Data shown
==============================

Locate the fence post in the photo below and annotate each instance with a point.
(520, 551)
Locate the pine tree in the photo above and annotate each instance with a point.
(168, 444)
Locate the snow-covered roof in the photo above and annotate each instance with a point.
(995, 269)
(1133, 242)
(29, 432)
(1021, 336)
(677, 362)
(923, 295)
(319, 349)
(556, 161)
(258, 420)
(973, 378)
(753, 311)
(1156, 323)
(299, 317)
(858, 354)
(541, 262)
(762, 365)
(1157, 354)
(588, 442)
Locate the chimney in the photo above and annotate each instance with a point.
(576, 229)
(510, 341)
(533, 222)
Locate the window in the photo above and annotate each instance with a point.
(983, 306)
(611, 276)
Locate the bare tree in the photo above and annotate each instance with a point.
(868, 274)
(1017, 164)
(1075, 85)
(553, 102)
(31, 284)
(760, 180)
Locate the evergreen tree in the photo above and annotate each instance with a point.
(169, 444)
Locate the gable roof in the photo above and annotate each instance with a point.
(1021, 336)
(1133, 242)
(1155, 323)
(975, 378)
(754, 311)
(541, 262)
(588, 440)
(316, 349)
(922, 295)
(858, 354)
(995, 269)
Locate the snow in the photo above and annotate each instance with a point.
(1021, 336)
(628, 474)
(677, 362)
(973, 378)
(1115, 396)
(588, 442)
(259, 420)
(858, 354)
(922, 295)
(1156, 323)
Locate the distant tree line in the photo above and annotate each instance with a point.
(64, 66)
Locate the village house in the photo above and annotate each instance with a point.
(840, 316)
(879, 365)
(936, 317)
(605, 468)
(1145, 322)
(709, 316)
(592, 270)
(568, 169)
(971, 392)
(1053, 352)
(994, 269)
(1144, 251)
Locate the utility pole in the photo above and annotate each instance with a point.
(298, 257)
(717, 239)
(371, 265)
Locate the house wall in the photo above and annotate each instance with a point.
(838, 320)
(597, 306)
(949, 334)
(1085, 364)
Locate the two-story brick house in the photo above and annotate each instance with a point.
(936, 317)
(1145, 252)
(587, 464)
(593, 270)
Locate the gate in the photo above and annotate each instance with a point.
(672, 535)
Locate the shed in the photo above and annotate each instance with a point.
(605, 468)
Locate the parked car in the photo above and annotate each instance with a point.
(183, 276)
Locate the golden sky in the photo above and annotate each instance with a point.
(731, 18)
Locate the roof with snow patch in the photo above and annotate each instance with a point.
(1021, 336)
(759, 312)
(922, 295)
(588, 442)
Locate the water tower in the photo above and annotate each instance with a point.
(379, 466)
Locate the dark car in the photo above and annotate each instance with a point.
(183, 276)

==============================

Required action
Produce an exact copy of every entry above.

Response to this exercise
Locate the fence post in the photo below and annotate each instance with a point.
(520, 551)
Locate the pine tree in the photo above and annotate each instance with a point.
(168, 444)
Locate the snow-covered roof in the photo above and annotate each instance with a point.
(995, 269)
(1133, 242)
(29, 432)
(1021, 336)
(677, 362)
(923, 295)
(319, 349)
(556, 161)
(258, 420)
(973, 378)
(753, 311)
(1156, 323)
(299, 317)
(858, 354)
(541, 262)
(762, 365)
(1157, 354)
(588, 442)
Locate the chimney in the photo above and annotate each instance with a point.
(576, 229)
(510, 341)
(533, 222)
Locate the window in the photo above and annotate each instance with a point.
(983, 306)
(611, 276)
Locate the bare tree in the photo above and annotate each instance with a point.
(868, 274)
(1017, 164)
(1075, 85)
(553, 102)
(31, 284)
(760, 180)
Locate the evergreen tree in the photo above and annotate each instance with a point.
(169, 444)
Locate the gable roof in the photo above and annotate each instance with a point.
(1021, 336)
(1133, 242)
(1155, 323)
(975, 378)
(754, 311)
(541, 262)
(588, 440)
(316, 349)
(922, 295)
(858, 354)
(995, 269)
Locate the snow in the photo above and annotate each instance with a point.
(1021, 336)
(628, 474)
(677, 362)
(973, 378)
(1115, 396)
(588, 442)
(259, 420)
(858, 354)
(922, 295)
(1156, 323)
Locate the distant tree line in the photo above and annotate each instance with a point.
(64, 66)
Locate the village house in the photo above and annotate each instance with a point.
(840, 316)
(879, 365)
(936, 317)
(605, 468)
(1145, 322)
(709, 316)
(592, 270)
(568, 169)
(971, 392)
(1053, 352)
(994, 269)
(1144, 251)
Locate the utility pole in the photo above and annotate each instance with a point.
(298, 257)
(717, 239)
(371, 265)
Locate the house wall in the photo above and annotate each instance with a point.
(838, 320)
(597, 306)
(949, 334)
(1085, 364)
Locate the two-story brick house in the photo above and annotate each instance with a point.
(936, 317)
(1145, 252)
(587, 464)
(593, 270)
Locate the gate in the photo above and annotate each instance with a point.
(672, 535)
Locate the shed in the photo above and annotate each instance with a point.
(605, 468)
Locate the parked car in the photo above and annotate each instance with a point.
(183, 276)
Locate the golden sky in the photo above and annotate each instance with a point.
(731, 18)
Locate the roof with snow patch in the photo above and annotate each instance with a point.
(1021, 336)
(759, 312)
(922, 295)
(588, 442)
Locate the water tower in the photo above and annotate each instance with a point.
(379, 466)
Locate the dark car in the photo above and annotate each instance with a point.
(183, 276)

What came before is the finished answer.